__Exercise requirements__: Render all the entries below as a JSON list of strings, with one string per line and blank lines omitted.

__Data for processing__:
** BEGIN **

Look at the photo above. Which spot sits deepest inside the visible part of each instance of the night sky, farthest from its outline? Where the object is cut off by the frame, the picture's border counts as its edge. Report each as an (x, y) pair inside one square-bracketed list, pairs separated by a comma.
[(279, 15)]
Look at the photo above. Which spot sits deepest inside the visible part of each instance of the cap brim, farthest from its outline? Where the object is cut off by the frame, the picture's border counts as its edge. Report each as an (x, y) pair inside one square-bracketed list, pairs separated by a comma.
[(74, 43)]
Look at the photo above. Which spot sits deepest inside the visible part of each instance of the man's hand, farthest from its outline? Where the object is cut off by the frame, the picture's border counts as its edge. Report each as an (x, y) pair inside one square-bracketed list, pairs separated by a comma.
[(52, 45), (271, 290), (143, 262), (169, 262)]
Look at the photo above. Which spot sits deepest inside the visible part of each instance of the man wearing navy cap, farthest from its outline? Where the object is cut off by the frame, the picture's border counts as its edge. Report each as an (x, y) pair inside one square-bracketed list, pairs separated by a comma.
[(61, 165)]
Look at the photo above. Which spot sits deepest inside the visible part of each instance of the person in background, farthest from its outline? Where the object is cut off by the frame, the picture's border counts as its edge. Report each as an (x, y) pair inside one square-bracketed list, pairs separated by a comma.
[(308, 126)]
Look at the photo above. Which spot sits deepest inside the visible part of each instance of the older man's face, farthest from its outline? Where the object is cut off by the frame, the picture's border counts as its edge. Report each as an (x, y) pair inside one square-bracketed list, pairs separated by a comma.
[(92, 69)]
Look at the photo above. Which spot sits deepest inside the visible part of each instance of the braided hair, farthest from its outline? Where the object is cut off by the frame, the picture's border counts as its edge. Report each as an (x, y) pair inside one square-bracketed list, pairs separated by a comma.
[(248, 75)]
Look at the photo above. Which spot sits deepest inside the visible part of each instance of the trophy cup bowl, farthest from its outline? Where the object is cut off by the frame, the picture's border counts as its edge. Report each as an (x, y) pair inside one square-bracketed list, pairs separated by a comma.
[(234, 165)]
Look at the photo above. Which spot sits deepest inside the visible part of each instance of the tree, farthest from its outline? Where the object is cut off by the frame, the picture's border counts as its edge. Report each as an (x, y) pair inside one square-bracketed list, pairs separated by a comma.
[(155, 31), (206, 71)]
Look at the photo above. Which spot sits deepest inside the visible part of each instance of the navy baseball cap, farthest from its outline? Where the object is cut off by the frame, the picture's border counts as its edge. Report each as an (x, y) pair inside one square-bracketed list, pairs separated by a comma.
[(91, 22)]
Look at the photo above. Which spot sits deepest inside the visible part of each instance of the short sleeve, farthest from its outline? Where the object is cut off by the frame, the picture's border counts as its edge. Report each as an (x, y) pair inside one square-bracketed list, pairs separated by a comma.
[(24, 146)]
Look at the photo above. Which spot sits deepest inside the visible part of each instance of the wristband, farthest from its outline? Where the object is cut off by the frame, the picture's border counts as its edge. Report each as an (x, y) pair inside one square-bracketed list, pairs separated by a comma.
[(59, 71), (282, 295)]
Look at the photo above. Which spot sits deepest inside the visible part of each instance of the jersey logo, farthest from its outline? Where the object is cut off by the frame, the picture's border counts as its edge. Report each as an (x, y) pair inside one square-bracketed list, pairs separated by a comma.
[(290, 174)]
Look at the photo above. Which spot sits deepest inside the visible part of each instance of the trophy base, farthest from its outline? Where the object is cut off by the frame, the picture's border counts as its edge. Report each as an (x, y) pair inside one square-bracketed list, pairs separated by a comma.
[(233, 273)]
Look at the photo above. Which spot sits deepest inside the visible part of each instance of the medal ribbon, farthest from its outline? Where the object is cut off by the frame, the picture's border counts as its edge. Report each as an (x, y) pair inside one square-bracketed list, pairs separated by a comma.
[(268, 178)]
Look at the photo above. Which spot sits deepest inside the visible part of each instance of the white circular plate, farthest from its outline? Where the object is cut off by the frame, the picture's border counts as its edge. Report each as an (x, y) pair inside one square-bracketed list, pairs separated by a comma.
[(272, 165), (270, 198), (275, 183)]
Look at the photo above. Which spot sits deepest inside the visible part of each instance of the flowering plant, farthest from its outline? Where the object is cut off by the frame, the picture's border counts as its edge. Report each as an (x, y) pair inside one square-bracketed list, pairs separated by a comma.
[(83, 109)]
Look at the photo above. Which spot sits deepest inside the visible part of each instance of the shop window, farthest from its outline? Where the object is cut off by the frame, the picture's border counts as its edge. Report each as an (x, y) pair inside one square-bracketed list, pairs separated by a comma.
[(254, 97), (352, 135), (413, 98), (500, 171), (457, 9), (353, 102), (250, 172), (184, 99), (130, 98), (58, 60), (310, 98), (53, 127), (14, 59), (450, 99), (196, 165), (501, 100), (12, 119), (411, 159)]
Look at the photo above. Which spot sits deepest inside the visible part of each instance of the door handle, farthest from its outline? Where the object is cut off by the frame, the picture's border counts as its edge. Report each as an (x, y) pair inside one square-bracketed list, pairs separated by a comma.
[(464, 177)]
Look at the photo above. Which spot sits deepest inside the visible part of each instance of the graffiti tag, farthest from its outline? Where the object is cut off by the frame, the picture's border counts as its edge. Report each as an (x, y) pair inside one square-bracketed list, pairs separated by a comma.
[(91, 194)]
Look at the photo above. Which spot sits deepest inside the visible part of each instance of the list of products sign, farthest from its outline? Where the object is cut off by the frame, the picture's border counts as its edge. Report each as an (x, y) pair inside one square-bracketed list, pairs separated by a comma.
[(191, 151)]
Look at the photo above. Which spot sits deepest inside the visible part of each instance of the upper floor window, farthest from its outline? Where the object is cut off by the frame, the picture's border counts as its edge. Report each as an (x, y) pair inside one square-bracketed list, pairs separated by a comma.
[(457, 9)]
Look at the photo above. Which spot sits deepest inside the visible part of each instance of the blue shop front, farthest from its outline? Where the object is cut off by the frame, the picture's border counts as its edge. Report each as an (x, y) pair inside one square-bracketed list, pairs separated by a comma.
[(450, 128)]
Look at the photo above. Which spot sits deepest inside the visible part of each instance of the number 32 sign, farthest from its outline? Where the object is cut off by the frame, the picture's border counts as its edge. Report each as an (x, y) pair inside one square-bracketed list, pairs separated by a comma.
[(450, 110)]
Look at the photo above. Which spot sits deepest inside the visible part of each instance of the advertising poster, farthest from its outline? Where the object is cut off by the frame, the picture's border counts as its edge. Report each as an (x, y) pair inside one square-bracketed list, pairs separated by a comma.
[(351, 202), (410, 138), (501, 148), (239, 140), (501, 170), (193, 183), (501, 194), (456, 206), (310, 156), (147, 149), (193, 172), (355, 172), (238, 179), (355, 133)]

** END **

__Task answer__:
[
  "Look at the photo above. Which spot sits deepest inside the visible part of each instance of the night sky, farthest from its outline? Where the object is cut off by the frame, the picture's border counts as its edge. Report each as an (x, y) pair inside one square-bracketed list, pairs separated by a comma.",
  "[(279, 15)]",
  "Look at the photo above. Which spot sits deepest inside the visible part of each instance of the cap brim, farthest from its outline? Where the object is cut off by the frame, the picture's border counts as its edge. Report each as an (x, y) pair inside one square-bracketed list, pairs separated by a comma.",
  "[(74, 43)]",
  "Look at the photo above. Which spot sits deepest inside the visible part of each instance of the man's hand, farthest from its outline? Where the object is cut off by the frame, the picture's border counts as its edge. Report each as an (x, y) pair inside one square-bracketed list, pairs separated by a comma.",
  "[(52, 45), (271, 290), (143, 262), (169, 262)]",
  "Look at the photo above. Which spot sits deepest inside the visible part of each instance of the man wearing navy cap, farthest from its outline? Where the object is cut off by the frame, the picture's border counts as its edge. Report each as an (x, y) pair inside one square-bracketed list, pairs separated by a comma.",
  "[(61, 165)]",
  "Look at the photo above. Which spot sits deepest inside the visible part of each instance of the person in background, farthest from its outline? Where the object is cut off by the frame, the picture's border counts as its edge. Report each as an (x, y) pair inside one square-bracketed list, pairs separated by a comma.",
  "[(308, 126)]",
  "Look at the photo above. Which spot sits deepest inside the visible part of each instance of the older man's face, farthest from its outline? Where the object is cut off by the frame, the picture's border counts as its edge. Report each as an (x, y) pair inside one square-bracketed list, pairs separated by a comma.",
  "[(92, 69)]",
  "Look at the photo above. Which spot sits deepest inside the visible part of each instance of the braided hair, farthest from its outline? Where the object is cut off by the frame, the picture's border counts as its edge. Report each as an (x, y) pair inside one square-bracketed list, pairs separated by a comma.",
  "[(248, 75)]",
  "Look at the photo above. Which spot sits deepest inside the visible part of each instance of the trophy cup bowl, farthest from its outline? Where the object is cut off by the frame, the picture's border counts as its edge. Report each as an (x, y) pair inside one square-bracketed list, pairs separated by a comma.",
  "[(234, 165)]",
  "Look at the photo above. Which spot sits deepest inside the visible part of each instance of the tree, farthest from its outline? Where the object is cut off by the frame, the picture's border counts as its edge. Report each as an (x, y) pair inside one square-bracketed list, pairs separated by a comma.",
  "[(155, 31), (206, 71)]",
  "Look at the photo above. Which spot sits deepest inside the visible part of each instance of the navy baseball cap, farthest from its outline? Where the object is cut off by the frame, the picture's border counts as its edge. Report each as an (x, y) pair inside one square-bracketed list, pairs separated by a comma.",
  "[(91, 22)]",
  "Look at the photo above. Which spot sits deepest inside the visible part of each instance of the short sleeve, farthest from its outline? Where the object is cut off by the frame, the picture's border counts as its edge. Report each as an (x, y) pair inside one square-bracketed list, pairs separated by a comma.",
  "[(24, 146)]",
  "Look at the photo above. Which spot sits deepest inside the visible part of each instance of the wristband, farthest from its outline? Where the object is cut off by the frame, the picture's border counts as its edge. Report each as an (x, y) pair inside one square-bracketed list, pairs separated by a comma.",
  "[(59, 71), (282, 295)]",
  "Look at the photo above. Which spot sits deepest inside the visible part of each instance of the jersey logo, farthest from its outline? Where the object is cut off by the frame, the picture's border counts as its edge. Report each as an (x, y) pair inside one square-bracketed list, pairs separated by a comma.",
  "[(290, 174)]",
  "Look at the photo above. Which spot sits deepest inside the visible part of each instance of the trophy base, farthest from its outline? Where the object is cut off by the frame, the picture's border counts as its edge. Report each as an (x, y) pair inside one square-bracketed list, pairs separated by a comma.",
  "[(233, 273)]",
  "Look at the photo above. Which spot sits deepest inside the visible part of each instance of the medal ribbon, farthest from its outline? Where the object is cut off by the frame, the picture's border counts as its edge. Report each as an (x, y) pair inside one square-bracketed list, pairs separated by a comma.",
  "[(268, 178)]",
  "Look at the photo above. Which spot sits deepest inside the visible part of each instance of the white circular plate, farthest from its outline? Where the object is cut off by the frame, the picture's border counts as its edge. Report each as an (x, y) pair inside one square-bracketed list, pairs separated by a comma.",
  "[(272, 165), (270, 198), (275, 183)]",
  "Look at the photo above. Which spot sits deepest inside the visible part of each instance of the flowering plant, farthest from its outline? Where the object is cut off by the frame, the picture's border counts as its edge. Report each as an (x, y) pair inside one square-bracketed list, pairs separated by a comma.",
  "[(83, 109)]",
  "Look at the photo above. Which spot sits deepest inside the visible part of each instance of the shop window, farthest from its outline? Where the object is cut off by the frame, the picture's border counts as its edge. Report each as an (x, y) pair inside one square-bracketed list, pairs separated by a comma.",
  "[(254, 97), (352, 135), (413, 98), (500, 171), (457, 9), (353, 102), (250, 172), (184, 99), (130, 98), (58, 60), (310, 98), (53, 127), (14, 59), (450, 99), (196, 165), (501, 100), (12, 119), (411, 159)]",
  "Look at the photo above. Which spot sits deepest inside the visible part of each instance of the door handle, farthest from its outline? Where the object is cut off by the frame, the picture's border counts as its edge. Report each as an (x, y) pair inside one square-bracketed list, pairs separated by a comma.",
  "[(464, 177)]",
  "Look at the photo above. Which spot sits deepest inside the visible part of each instance of the graffiti tag, farthest from its outline? Where the object is cut off by the frame, the picture's border counts as its edge. Report each as an (x, y) pair inside one square-bracketed list, pairs separated by a comma.",
  "[(91, 194)]",
  "Look at the photo above. Which spot sits deepest inside the visible part of each instance of the list of products sign, farthest from its outline? Where the object is cut off by the frame, the picture's border counts as its edge. Report each as an (x, y) pair inside one square-bracketed list, pairs separated by a comma.",
  "[(191, 151)]",
  "Look at the photo above. Which spot sits deepest inside the visible part of each instance of the upper floor window, farthest from its outline? Where the object is cut off by the frame, the picture's border counts as its edge. Report each as an (x, y) pair inside one square-bracketed list, pairs separated by a comma.",
  "[(457, 9)]",
  "Look at the photo above. Which spot sits deepest inside the visible part of each instance of the blue shop front, farthest from its outline? Where the object is cut off by the frame, the picture's border counts as its edge. Report each as an (x, y) pair inside one square-bracketed list, pairs separated by a comma.",
  "[(450, 128)]",
  "Look at the photo above. Which spot sits deepest inside the visible part of each instance of the number 32 sign, farthest from its outline? Where the object is cut off by the frame, the picture's border counts as its edge. Report each as an (x, y) pair inside one square-bracketed list, pairs separated by a comma.",
  "[(450, 110)]",
  "Look at the photo above. Which spot sits deepest inside the visible part of each instance of the advertising poster, farthest from its outline? Where the object is cut off by the frame, the picture's border counts as its edge. Report each as an (x, y) pair inside one square-bracketed list, pairs separated by a comma.",
  "[(351, 202), (410, 138), (501, 148), (239, 140), (501, 170), (193, 183), (501, 194), (456, 206), (310, 156), (147, 149), (193, 172), (355, 172), (238, 179), (355, 133)]"
]